_DATA SUPPLIED_

%%

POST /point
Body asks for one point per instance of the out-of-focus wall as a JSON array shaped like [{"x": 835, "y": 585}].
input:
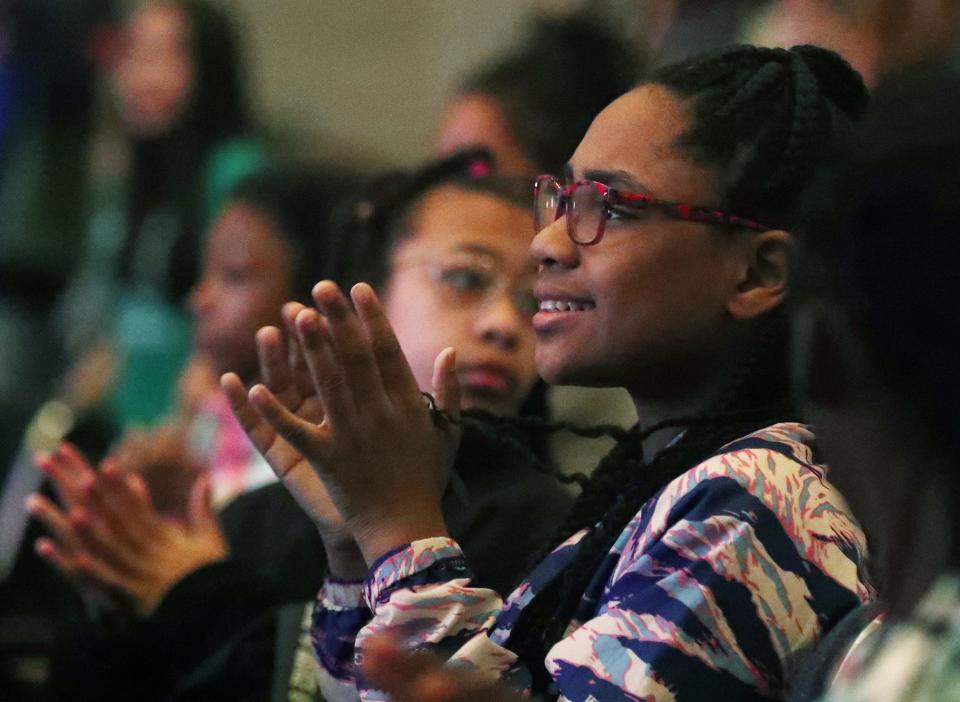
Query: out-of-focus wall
[{"x": 367, "y": 79}]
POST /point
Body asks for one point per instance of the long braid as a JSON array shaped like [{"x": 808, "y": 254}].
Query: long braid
[{"x": 762, "y": 118}]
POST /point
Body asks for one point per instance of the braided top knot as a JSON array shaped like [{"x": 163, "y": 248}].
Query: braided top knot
[{"x": 764, "y": 118}]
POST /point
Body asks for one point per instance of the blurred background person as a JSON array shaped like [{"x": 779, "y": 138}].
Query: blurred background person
[
  {"x": 181, "y": 138},
  {"x": 876, "y": 369},
  {"x": 531, "y": 106}
]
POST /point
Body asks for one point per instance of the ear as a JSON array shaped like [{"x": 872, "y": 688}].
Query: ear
[
  {"x": 824, "y": 356},
  {"x": 763, "y": 274}
]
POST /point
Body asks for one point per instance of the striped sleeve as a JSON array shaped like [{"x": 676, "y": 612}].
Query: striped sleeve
[{"x": 725, "y": 578}]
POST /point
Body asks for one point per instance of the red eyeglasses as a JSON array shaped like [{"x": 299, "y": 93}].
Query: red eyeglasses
[{"x": 589, "y": 204}]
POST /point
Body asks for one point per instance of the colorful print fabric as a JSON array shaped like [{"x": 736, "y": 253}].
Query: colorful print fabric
[
  {"x": 712, "y": 591},
  {"x": 917, "y": 660}
]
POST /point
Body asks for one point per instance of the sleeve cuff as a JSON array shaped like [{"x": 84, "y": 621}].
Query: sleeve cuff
[
  {"x": 338, "y": 595},
  {"x": 411, "y": 560}
]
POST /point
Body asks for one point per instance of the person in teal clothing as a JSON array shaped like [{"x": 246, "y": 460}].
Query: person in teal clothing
[{"x": 186, "y": 140}]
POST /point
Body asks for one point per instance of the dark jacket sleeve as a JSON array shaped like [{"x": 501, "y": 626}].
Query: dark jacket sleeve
[{"x": 211, "y": 639}]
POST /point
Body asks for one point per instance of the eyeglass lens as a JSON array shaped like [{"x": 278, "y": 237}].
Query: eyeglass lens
[{"x": 583, "y": 207}]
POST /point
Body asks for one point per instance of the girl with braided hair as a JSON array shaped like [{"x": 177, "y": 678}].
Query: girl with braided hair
[{"x": 708, "y": 552}]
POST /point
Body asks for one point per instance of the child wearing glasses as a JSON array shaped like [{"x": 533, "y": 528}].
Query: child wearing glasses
[{"x": 708, "y": 551}]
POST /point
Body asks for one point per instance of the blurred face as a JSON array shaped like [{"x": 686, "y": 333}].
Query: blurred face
[
  {"x": 245, "y": 280},
  {"x": 476, "y": 120},
  {"x": 644, "y": 308},
  {"x": 155, "y": 72},
  {"x": 463, "y": 279}
]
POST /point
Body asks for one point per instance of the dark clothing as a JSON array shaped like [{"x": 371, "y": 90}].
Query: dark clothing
[{"x": 214, "y": 636}]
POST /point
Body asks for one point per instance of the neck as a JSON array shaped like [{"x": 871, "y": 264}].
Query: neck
[{"x": 928, "y": 548}]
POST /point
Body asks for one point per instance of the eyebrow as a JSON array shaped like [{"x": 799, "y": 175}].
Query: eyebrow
[
  {"x": 616, "y": 179},
  {"x": 479, "y": 249}
]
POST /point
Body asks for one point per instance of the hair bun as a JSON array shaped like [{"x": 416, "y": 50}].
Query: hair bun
[{"x": 839, "y": 82}]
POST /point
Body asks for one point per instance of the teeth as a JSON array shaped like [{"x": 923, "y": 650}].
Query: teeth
[{"x": 564, "y": 306}]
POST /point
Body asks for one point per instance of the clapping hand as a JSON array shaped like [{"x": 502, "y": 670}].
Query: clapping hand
[
  {"x": 362, "y": 424},
  {"x": 420, "y": 677}
]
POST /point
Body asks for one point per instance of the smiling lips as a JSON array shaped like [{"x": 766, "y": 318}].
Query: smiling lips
[
  {"x": 565, "y": 305},
  {"x": 487, "y": 379}
]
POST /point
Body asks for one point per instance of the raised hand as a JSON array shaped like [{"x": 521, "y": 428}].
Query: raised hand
[
  {"x": 287, "y": 377},
  {"x": 72, "y": 476},
  {"x": 417, "y": 677},
  {"x": 112, "y": 536},
  {"x": 373, "y": 443},
  {"x": 163, "y": 458}
]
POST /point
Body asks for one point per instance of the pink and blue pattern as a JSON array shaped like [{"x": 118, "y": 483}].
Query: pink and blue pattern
[{"x": 714, "y": 590}]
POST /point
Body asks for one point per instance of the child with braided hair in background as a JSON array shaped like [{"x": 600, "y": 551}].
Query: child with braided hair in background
[{"x": 708, "y": 550}]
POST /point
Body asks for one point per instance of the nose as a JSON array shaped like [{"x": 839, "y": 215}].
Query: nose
[
  {"x": 552, "y": 248},
  {"x": 500, "y": 322}
]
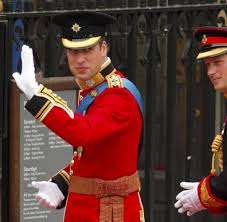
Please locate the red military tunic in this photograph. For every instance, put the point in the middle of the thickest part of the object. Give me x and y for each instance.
(108, 137)
(212, 189)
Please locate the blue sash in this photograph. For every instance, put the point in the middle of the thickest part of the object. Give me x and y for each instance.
(88, 99)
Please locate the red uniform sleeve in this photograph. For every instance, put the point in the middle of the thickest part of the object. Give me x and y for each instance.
(110, 114)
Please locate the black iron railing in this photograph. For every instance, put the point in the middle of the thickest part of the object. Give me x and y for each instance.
(154, 48)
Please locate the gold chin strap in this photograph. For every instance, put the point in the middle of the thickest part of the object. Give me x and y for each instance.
(216, 148)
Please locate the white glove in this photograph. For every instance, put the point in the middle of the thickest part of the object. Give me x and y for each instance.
(188, 199)
(49, 195)
(26, 81)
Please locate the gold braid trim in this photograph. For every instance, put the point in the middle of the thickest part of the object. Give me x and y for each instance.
(53, 100)
(114, 80)
(216, 149)
(207, 200)
(65, 176)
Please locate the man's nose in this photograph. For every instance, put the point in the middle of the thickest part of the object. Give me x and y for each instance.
(210, 70)
(79, 57)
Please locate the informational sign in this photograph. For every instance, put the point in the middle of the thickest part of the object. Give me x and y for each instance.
(41, 154)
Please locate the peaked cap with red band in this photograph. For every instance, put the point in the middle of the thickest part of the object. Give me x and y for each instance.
(213, 41)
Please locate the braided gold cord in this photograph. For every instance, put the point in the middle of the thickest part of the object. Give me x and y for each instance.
(216, 148)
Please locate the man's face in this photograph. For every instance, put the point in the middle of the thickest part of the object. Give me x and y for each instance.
(217, 72)
(85, 63)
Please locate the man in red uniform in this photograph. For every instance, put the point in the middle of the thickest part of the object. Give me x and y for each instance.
(211, 192)
(101, 183)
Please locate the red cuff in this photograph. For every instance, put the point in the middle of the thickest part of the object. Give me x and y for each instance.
(214, 204)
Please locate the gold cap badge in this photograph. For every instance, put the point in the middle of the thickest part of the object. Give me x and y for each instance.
(76, 27)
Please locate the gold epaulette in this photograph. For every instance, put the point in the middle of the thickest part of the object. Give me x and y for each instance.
(114, 80)
(52, 100)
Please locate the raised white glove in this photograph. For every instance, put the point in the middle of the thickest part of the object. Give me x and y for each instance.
(26, 81)
(49, 195)
(188, 199)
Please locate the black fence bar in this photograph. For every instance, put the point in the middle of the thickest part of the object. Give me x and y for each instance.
(154, 48)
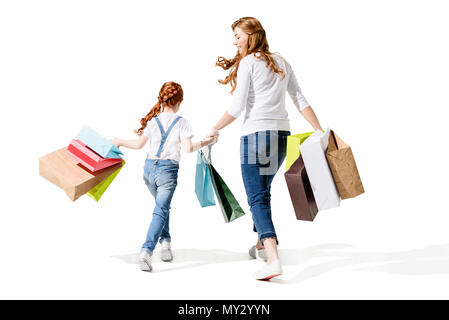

%%

_BRIEF_
Please repeat all of the data exactly, excluding images.

_YOUR RESPONSE_
POST /point
Body asks for one point per instance of the out-of-focus wall as a JSON array shaped like [{"x": 835, "y": 585}].
input:
Query: out-of-focus wall
[{"x": 367, "y": 79}]
POST /point
Body asks for one point per instance of the long braid as a JSON array shaped like [{"x": 808, "y": 254}].
Query: long braid
[{"x": 762, "y": 118}]
POST /point
Body asks for one point per instance of the braided top knot as a JSON array shaped like [{"x": 163, "y": 248}].
Query: braided top knot
[{"x": 764, "y": 118}]
POST /point
Body asks for one point per instance of the blurred background person as a JSON array shaped like [{"x": 779, "y": 138}].
Query: blurred background person
[
  {"x": 181, "y": 138},
  {"x": 876, "y": 369},
  {"x": 531, "y": 106}
]
POST /point
Body asks for one point per instance of the ear as a JSON array shaped like [{"x": 872, "y": 688}].
Query: ear
[
  {"x": 824, "y": 356},
  {"x": 763, "y": 274}
]
POST /point
Body asks for one point per instance of the striped sleeve as a JSON array shaped like [{"x": 676, "y": 612}].
Query: striped sleeve
[{"x": 725, "y": 578}]
POST /point
Body asks for one point per instance of the red eyeglasses as a JSON array shaped like [{"x": 299, "y": 93}].
Query: red eyeglasses
[{"x": 589, "y": 204}]
POST /point
Body asks for one point per instance of the colorful print fabric as a JSON array shaped like [{"x": 736, "y": 253}].
Query: colorful print fabric
[
  {"x": 712, "y": 591},
  {"x": 917, "y": 660}
]
POST /point
Body asks for one point per instance of the sleeve cuff as a JSON array shaped like [{"x": 84, "y": 621}].
Query: sleeve cuff
[
  {"x": 338, "y": 595},
  {"x": 411, "y": 560}
]
POST /point
Body asks for one point per instance of the person in teal clothing as a JSON array shaped like [{"x": 246, "y": 460}].
Query: person in teal clothing
[{"x": 186, "y": 140}]
POST /point
Body asks for one point per instance of the dark jacket sleeve as a JSON array shaped like [{"x": 501, "y": 626}].
Query: dark jacket sleeve
[{"x": 211, "y": 639}]
POST /point
Body asks for one point per instance of the eyeglass lens as a JSON array shaped like [{"x": 278, "y": 237}].
Query: eyeglass lens
[{"x": 583, "y": 207}]
POST /point
Body asks for one point per instance of the girl with braided hair as a JSON array shaped like [{"x": 177, "y": 678}].
Query: girl with braided hair
[{"x": 708, "y": 552}]
POST /point
Body asks for one point per instance of the child wearing glasses as a JSON array shaped like [{"x": 533, "y": 528}].
Query: child wearing glasses
[{"x": 708, "y": 551}]
POST /point
Body asks for one point per instance of the blurred face as a JSON array shaped like [{"x": 686, "y": 333}].
Query: blurred face
[
  {"x": 245, "y": 280},
  {"x": 476, "y": 120},
  {"x": 644, "y": 308},
  {"x": 155, "y": 72},
  {"x": 463, "y": 279}
]
POST /point
Body asks for one point per instance of the dark clothing as a JSON array shaped like [{"x": 371, "y": 90}].
Query: dark clothing
[{"x": 214, "y": 636}]
POST /point
Body asks for one point per instance of the neck as a JSON array shaped like [{"x": 871, "y": 264}].
Query: neck
[{"x": 928, "y": 548}]
POST /point
Body asks for one point per instance of the eyebrow as a JSON array shaped like [{"x": 799, "y": 175}].
Query: eyebrow
[
  {"x": 616, "y": 179},
  {"x": 479, "y": 249}
]
POST /point
Body asks for one point per instance of the hair bun as a JSON array shaped like [{"x": 416, "y": 50}].
Query: hair bun
[{"x": 839, "y": 82}]
POST /point
Body asks for one point per instance of the teeth as a JSON array shaped like [{"x": 923, "y": 650}].
Query: teeth
[{"x": 564, "y": 306}]
POST /point
Body asks for one point per instance of the clapping hand as a JSON array shaped like [{"x": 502, "y": 670}].
Query: clapping hand
[
  {"x": 362, "y": 424},
  {"x": 420, "y": 677}
]
POST /point
Body asks for one point per instance of the smiling lips as a JSON array shaped like [{"x": 766, "y": 318}].
Query: smiling lips
[
  {"x": 565, "y": 305},
  {"x": 487, "y": 379}
]
POST /point
Body asks for one point per instance of the raised hand as a JSON array shaped like [{"x": 521, "y": 428}].
Query: raised hand
[
  {"x": 287, "y": 377},
  {"x": 72, "y": 476},
  {"x": 417, "y": 677},
  {"x": 112, "y": 536},
  {"x": 373, "y": 443},
  {"x": 163, "y": 458}
]
POST /point
Body asks for one point per instance of the pink and blue pattern as a JSON array shaped like [{"x": 118, "y": 483}].
Query: pink and blue pattern
[{"x": 714, "y": 590}]
POST /point
Body asks for one point per instance of the child with braided hair in background as a JSON array shaped like [{"x": 600, "y": 551}].
Query: child with braided hair in background
[{"x": 708, "y": 550}]
POST /point
Body asks for one point per instance of the nose as a JSON array shaped like [{"x": 839, "y": 215}].
Query: nose
[
  {"x": 552, "y": 248},
  {"x": 500, "y": 322}
]
Please locate the red military tunic in this photograph. For every instance, put the point in the middle of the thickest part of the object. Give me x and y for each instance.
(108, 137)
(212, 189)
Please locate the blue sash in this photograph. For every instance, put the point in the middle of the thickest part of the object. Give me x and y for each instance.
(88, 99)
Please locate the red uniform sleeve in this photograph. For every instance, put the point in the middle of the thickest part of the object. Give me x and y for each instance.
(110, 114)
Please locate the black iron railing in this photograph. For every instance, put the point in the middle of the thickest part of the object. Give me x and y for each instance.
(154, 48)
Please locate the gold chin strap in this photograph. For every instance, put the point in the middle of the thickest part of the object. Give me x and y for each instance.
(216, 148)
Please locate the white glove in this photograph. For every instance, put the point in the middle of the thickest part of the object. Give me x and y for each instance.
(188, 199)
(49, 195)
(26, 81)
Please locate the gold braid trim in this photograph. For every instance, put the point in the middle of the thickest part of the object. Give me x and y for each instance.
(53, 100)
(114, 80)
(216, 149)
(207, 200)
(65, 176)
Please locate the man's nose in this photograph. For every instance, put the point in the middle of the thickest part of the object. Give me x and y for each instance.
(210, 70)
(79, 57)
Please locate the informational sign in this photograph. For every instance, put the point in the middle of the thickest part of the object. Give me x and y for each instance.
(41, 154)
Please locate the peaked cap with red band in this photograph. For every instance, put the point in the middle of the thickest part of the object. Give me x and y for each instance.
(213, 41)
Please locate the braided gold cord in this photograph. For every instance, put the point in the middle of the thickest part of the object. Give me x and y for each instance.
(216, 148)
Please locate the man's face in this photograph. For every instance, put the point in the middle of the thickest part of the object. Give me x and y for each instance.
(217, 72)
(85, 63)
Please locate the man in red uniform in this photograph. For every instance, put the point in the middle of the thickest part of the object. Give me x and y for each instance.
(211, 192)
(101, 183)
Please locate the red cuff in this photograph. For every instance, put the point in the middle of the thickest part of the object. Give me x and y for each instance.
(214, 204)
Please locate the gold cap badge in this photograph. For every instance, put the point in the middle of the thickest part of the object. Give me x and y for each instance.
(76, 27)
Please locate the gold epaulette in this photograph. For every instance, put the point in the middle of the thickest part of the object. Give me x and y for each instance.
(114, 80)
(52, 100)
Please locate the raised white glove in this photograph. For every instance, put the point in the middle of the thickest part of the object. Give me x and y for each instance.
(26, 81)
(49, 195)
(188, 199)
Please locate the black fence bar in this photograph. For every instance, put the point in the middle of the thickest part of the object. Give me x and y for each instance.
(154, 48)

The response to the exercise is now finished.